TASK ITEM> Each line of the listing that includes "this" should be reported.

EXERCISE INPUT>
=== Begin Enclosure ===

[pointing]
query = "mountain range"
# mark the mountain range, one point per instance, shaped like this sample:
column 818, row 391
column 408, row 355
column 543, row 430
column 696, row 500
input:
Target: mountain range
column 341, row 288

=== End Enclosure ===
=== Begin Enclosure ===

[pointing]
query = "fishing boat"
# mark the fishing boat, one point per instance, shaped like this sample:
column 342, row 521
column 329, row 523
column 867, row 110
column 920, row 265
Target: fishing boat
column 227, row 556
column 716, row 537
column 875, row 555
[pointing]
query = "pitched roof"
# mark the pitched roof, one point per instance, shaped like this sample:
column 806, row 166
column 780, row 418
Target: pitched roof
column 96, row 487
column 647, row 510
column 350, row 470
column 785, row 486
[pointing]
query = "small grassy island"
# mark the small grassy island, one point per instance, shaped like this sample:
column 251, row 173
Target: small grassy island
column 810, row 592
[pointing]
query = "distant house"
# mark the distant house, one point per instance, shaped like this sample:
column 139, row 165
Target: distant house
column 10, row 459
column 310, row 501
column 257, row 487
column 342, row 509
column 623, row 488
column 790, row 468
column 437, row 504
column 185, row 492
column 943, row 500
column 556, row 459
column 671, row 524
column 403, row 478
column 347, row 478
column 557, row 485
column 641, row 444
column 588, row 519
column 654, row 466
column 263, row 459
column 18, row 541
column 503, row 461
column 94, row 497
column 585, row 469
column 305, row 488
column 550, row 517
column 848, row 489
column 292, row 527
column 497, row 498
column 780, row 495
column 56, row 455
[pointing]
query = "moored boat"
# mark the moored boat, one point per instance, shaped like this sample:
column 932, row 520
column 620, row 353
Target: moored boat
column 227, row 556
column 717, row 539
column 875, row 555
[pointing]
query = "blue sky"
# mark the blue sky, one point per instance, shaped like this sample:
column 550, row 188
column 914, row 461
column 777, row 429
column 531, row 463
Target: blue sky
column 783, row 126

=== End Enclosure ===

FINAL ANSWER>
# mark the mountain range, one point per instance, shaped like this sample:
# mark the fishing boat, one point per instance, shaped like this sample:
# mark the pitched roof, one point per instance, shaped like this sample:
# mark the small grassy island, one point per instance, shaped like this sample:
# mark the distant house, one point per instance, shaped like this sample:
# mark the moored boat, one point per instance, shaped like this sample:
# mark the blue sky, one point per instance, shaped like this sample:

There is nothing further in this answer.